**** Teks Halaman ****
Momen Sejarah Marsinah (3)

Dan kemarin, seorang Yudi Latif menuliskan risalah politik: perusakan Pencapaian. Analisanya memperlihatkan gambaran di atas, berikut ini ringkasan cuplikan tulisannya di kompas

Tibalah kita pada momen sejarah yang memilukan: menghancurkan kembali apa yang telah susah payah diperjuangkan. Betapa cepat kita mendaur ulang kekeliruan masa lalu. Kita perjuangkan reformasi dengan misi besar membasmi korupsi, kolusi, dan nepotisme atau KKN. Sekarang, begitu tega kita lumpuhkan kembali Komisi Pemberantasan Korupsi atau KPK dengan berbagai modus dan kita hidupkan kembali watak negara patrimonial, dengan tendensi kolusi dan nepotisme yang pekat, hingga kemunculan arogansi politik yang menempatkan negara seolah milik orang per orang yang bisa diatur dan dikuasai sesuka hati.
**** Data Terlampir ****
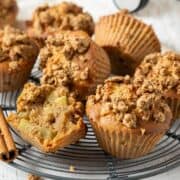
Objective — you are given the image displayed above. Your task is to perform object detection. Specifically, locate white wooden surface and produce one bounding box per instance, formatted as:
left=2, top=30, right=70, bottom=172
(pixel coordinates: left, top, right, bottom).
left=0, top=0, right=180, bottom=180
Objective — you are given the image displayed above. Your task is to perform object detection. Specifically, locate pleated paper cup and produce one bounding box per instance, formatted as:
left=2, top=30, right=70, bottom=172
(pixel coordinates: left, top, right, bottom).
left=164, top=93, right=180, bottom=123
left=90, top=120, right=166, bottom=159
left=95, top=11, right=161, bottom=74
left=0, top=59, right=35, bottom=92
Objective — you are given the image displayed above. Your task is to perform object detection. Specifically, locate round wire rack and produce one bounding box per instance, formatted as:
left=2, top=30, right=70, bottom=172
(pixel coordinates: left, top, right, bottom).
left=0, top=64, right=180, bottom=180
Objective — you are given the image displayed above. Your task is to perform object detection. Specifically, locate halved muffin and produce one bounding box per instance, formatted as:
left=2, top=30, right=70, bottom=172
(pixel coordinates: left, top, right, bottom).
left=0, top=26, right=39, bottom=92
left=40, top=31, right=110, bottom=98
left=86, top=76, right=172, bottom=159
left=134, top=51, right=180, bottom=120
left=0, top=0, right=18, bottom=28
left=7, top=83, right=86, bottom=152
left=28, top=2, right=94, bottom=46
left=95, top=10, right=161, bottom=75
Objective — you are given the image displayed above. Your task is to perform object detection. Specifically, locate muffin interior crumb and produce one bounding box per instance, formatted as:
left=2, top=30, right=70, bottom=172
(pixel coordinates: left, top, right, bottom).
left=10, top=83, right=83, bottom=143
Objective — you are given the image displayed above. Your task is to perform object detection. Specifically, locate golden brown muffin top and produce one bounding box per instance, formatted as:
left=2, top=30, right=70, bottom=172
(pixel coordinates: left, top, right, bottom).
left=134, top=52, right=180, bottom=95
left=0, top=0, right=18, bottom=18
left=87, top=76, right=170, bottom=128
left=32, top=2, right=94, bottom=35
left=17, top=83, right=84, bottom=131
left=0, top=26, right=38, bottom=64
left=40, top=31, right=91, bottom=86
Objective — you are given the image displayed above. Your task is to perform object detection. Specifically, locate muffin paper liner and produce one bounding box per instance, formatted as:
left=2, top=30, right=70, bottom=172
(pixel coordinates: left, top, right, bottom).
left=166, top=97, right=180, bottom=123
left=91, top=121, right=165, bottom=159
left=95, top=12, right=160, bottom=74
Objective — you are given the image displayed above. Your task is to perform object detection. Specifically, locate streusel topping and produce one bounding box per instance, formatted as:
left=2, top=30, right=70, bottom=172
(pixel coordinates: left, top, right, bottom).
left=40, top=32, right=91, bottom=90
left=33, top=2, right=94, bottom=35
left=40, top=31, right=91, bottom=69
left=88, top=76, right=170, bottom=128
left=134, top=52, right=180, bottom=95
left=0, top=26, right=38, bottom=62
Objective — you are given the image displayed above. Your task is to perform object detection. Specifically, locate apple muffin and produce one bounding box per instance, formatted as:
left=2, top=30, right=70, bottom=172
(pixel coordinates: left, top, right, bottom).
left=27, top=2, right=94, bottom=46
left=86, top=76, right=172, bottom=159
left=134, top=51, right=180, bottom=120
left=0, top=0, right=18, bottom=28
left=0, top=26, right=39, bottom=92
left=7, top=83, right=86, bottom=152
left=40, top=31, right=110, bottom=98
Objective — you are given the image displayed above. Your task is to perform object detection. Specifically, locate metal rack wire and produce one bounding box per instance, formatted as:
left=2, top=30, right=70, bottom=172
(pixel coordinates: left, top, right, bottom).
left=0, top=65, right=180, bottom=180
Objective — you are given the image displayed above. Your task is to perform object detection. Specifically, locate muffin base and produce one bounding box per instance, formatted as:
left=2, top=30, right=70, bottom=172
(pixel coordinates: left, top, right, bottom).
left=0, top=60, right=35, bottom=92
left=91, top=120, right=165, bottom=159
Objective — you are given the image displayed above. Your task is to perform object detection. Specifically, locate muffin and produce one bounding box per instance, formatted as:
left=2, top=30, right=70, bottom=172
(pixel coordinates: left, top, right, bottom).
left=7, top=83, right=86, bottom=152
left=134, top=51, right=180, bottom=120
left=28, top=2, right=94, bottom=46
left=95, top=10, right=160, bottom=75
left=0, top=0, right=18, bottom=28
left=0, top=26, right=39, bottom=92
left=40, top=31, right=110, bottom=99
left=86, top=76, right=172, bottom=159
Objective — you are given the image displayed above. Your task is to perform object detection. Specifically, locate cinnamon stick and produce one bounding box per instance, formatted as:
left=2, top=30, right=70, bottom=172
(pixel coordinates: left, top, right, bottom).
left=0, top=107, right=18, bottom=162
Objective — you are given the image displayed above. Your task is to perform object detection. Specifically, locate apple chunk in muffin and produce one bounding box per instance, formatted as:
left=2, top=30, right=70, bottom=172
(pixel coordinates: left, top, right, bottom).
left=7, top=83, right=86, bottom=152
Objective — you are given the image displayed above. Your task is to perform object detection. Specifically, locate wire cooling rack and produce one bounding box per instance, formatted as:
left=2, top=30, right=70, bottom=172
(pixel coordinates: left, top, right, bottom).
left=0, top=64, right=180, bottom=180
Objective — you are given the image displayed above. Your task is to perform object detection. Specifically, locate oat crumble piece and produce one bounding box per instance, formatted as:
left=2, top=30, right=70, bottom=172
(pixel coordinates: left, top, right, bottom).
left=0, top=26, right=38, bottom=69
left=32, top=2, right=94, bottom=35
left=134, top=52, right=180, bottom=94
left=88, top=76, right=169, bottom=128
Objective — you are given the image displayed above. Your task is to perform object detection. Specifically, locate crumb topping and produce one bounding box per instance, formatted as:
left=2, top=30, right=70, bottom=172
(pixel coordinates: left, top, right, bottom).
left=0, top=26, right=38, bottom=63
left=88, top=76, right=170, bottom=128
left=0, top=0, right=17, bottom=18
left=40, top=33, right=91, bottom=90
left=33, top=2, right=94, bottom=35
left=134, top=52, right=180, bottom=95
left=17, top=83, right=84, bottom=138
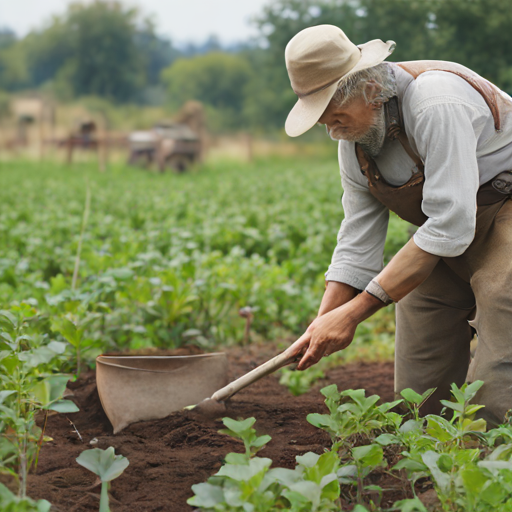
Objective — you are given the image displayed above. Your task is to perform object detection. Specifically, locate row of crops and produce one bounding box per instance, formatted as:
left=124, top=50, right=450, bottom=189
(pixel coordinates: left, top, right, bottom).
left=188, top=381, right=512, bottom=512
left=4, top=159, right=512, bottom=512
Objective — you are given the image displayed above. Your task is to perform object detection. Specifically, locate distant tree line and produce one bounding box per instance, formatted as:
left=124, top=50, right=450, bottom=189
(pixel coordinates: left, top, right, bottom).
left=0, top=0, right=512, bottom=131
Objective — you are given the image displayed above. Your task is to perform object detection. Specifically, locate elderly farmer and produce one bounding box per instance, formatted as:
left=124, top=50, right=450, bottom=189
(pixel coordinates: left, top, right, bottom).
left=286, top=25, right=512, bottom=423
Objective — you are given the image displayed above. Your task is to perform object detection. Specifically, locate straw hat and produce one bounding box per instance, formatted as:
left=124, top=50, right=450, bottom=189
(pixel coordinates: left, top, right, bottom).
left=285, top=25, right=395, bottom=137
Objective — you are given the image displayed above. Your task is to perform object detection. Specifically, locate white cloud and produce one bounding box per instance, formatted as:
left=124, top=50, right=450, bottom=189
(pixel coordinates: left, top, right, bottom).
left=0, top=0, right=270, bottom=43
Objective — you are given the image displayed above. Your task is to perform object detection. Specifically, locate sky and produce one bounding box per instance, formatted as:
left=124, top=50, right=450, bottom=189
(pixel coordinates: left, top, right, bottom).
left=0, top=0, right=271, bottom=44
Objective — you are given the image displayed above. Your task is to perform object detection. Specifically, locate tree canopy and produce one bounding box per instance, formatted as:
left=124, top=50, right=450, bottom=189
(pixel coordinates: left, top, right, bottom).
left=0, top=0, right=512, bottom=130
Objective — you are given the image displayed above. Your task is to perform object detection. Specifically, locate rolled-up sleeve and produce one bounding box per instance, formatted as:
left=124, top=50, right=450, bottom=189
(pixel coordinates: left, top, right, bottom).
left=325, top=142, right=389, bottom=290
left=412, top=103, right=481, bottom=257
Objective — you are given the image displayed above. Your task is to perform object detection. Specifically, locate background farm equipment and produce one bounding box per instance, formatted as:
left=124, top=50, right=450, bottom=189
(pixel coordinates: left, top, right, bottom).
left=128, top=122, right=201, bottom=172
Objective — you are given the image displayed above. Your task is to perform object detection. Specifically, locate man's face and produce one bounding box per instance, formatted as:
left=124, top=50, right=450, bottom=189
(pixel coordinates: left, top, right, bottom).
left=318, top=92, right=386, bottom=157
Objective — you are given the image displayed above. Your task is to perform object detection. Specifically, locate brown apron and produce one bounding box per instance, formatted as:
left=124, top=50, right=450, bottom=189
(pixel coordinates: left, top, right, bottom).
left=356, top=61, right=512, bottom=226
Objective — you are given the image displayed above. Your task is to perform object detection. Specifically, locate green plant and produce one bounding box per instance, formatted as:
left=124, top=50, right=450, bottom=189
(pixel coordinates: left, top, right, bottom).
left=76, top=446, right=130, bottom=512
left=307, top=384, right=402, bottom=444
left=52, top=313, right=99, bottom=376
left=279, top=365, right=325, bottom=396
left=187, top=418, right=339, bottom=512
left=0, top=484, right=51, bottom=512
left=0, top=304, right=78, bottom=499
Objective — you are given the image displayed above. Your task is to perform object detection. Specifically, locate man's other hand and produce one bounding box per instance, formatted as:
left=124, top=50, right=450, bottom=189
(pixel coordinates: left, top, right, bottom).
left=287, top=303, right=358, bottom=370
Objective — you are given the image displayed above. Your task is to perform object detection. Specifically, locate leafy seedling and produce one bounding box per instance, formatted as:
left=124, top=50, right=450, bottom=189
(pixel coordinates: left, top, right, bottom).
left=400, top=388, right=437, bottom=421
left=219, top=418, right=272, bottom=460
left=76, top=446, right=129, bottom=512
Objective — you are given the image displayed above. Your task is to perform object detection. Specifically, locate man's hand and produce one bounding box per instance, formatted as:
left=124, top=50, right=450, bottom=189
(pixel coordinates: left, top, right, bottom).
left=287, top=304, right=357, bottom=370
left=286, top=292, right=384, bottom=370
left=287, top=239, right=440, bottom=370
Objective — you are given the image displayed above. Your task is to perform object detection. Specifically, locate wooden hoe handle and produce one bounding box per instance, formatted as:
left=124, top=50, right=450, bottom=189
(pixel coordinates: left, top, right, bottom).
left=211, top=352, right=300, bottom=402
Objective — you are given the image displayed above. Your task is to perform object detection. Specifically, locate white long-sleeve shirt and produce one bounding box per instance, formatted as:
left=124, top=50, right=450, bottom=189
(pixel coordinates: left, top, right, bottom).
left=326, top=63, right=512, bottom=289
****
> _Hal yang Diharapkan_:
Jelaskan dalam satu sampai tiga kalimat mengapa teks halaman menyebut momen sejarah yang dibahasnya memilukan.

> _Jawaban Tugas_:
Momen itu disebut memilukan karena kita menghancurkan kembali apa yang telah susah payah diperjuangkan. Reformasi diperjuangkan dengan misi membasmi korupsi, kolusi, dan nepotisme. Kini KPK justru dilumpuhkan kembali dan watak negara patrimonial dihidupkan lagi, disertai arogansi politik yang menempatkan negara seolah milik orang per orang.